**Extract**
— START —
Moreover, $\norm{\alpha\beta}=\norm{\alpha}\norm{\beta}$.  This is
simply because $(\alpha\beta)'=\alpha'\beta'$.

Immediately, 
\begin{equation*}
\Z[\sqrt d]=\{x+y\sqrt d\colon x,y\in\Z\}\included\roi.
\end{equation*}
How about the reverse?  Suppose $\alpha=a+b\sqrt d\in\roi$.  Then
$2a,a^2-b^2d\in\Z$.  Consider two cases:
\begin{enumerate}
  \item
If $a\in\Z$, then $b^2d\in\Z$, so $b\in\Z$ (since $d$ is \sqf{}),
which means $\alpha\in\Z[\sqrt d]$.
\item
Suppose $a\not\in\Z$.  Then $2a$ is odd, so, \emph{modulo} $4$, we
have $4a^2\equiv(2a)^2\equiv1$.  But also $4a^2-4b^2d\equiv0$, so that
$(2b)^2d\equiv4b^2d\equiv4a^2\equiv1$.  Since $(2b)^2\equiv0$ or $1$,
we conclude $(2b)^2\equiv1$, hence $d\equiv1$.
— END —
**Problem set**
a. In the entries, switch "fluted column" to "Doric column" and leave everything else in them as it is.
b. Carry the passage on integers of quadratic fields forward from the point where it ends.
The passage on quadratic integers and the entries are independent of one another.

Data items
— START —
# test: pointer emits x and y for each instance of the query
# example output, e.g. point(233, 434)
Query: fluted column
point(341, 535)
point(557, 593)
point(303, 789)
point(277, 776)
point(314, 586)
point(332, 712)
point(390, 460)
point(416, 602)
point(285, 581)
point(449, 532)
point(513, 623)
— END —
**Answers for the tasks**
a.
# test: pointer emits x and y for each instance of the query
# example output, e.g. point(233, 434)
Query: Doric column
point(341, 535)
point(557, 593)
point(303, 789)
point(277, 776)
point(314, 586)
point(332, 712)
point(390, 460)
point(416, 602)
point(285, 581)
point(449, 532)
point(513, 623)

b.
\end{enumerate}

But now suppose $d\equiv1$.  We have shown, if $\alpha\not\in\Z[\sqrt
  d]$, that $2a$ and $2b$ are odd, so that
\begin{equation*}
  \alpha=a-b+b+b\sqrt d=a-b+2b\cdot\frac{1+\sqrt
  d}2\in\Z\Bigl[\frac{1+\sqrt d}2\Bigr].
\end{equation*}
Conversely, if $\alpha=(1+\sqrt d)/2$, then $(2\alpha-1)^2=d$, so
$4\alpha^2-4\alpha+1-d=0$, hence $\alpha^2-\alpha+(1-d)/4=0$, which
means $\alpha\in\roi$ (since $d\equiv1\pmod4$).  Thus:

\begin{theorem}
The ring of integers of $K$ is given by
  \begin{equation*}
\roi=
  \begin{cases}
    \Z[\sqrt d],&\text{ if }d\equiv2\text{ or }3\pmod 4;\\
\Z\Bigl[\displaystyle\frac{1+\sqrt
  d}2\Bigr],&\text{ if }d\equiv1\pmod 4.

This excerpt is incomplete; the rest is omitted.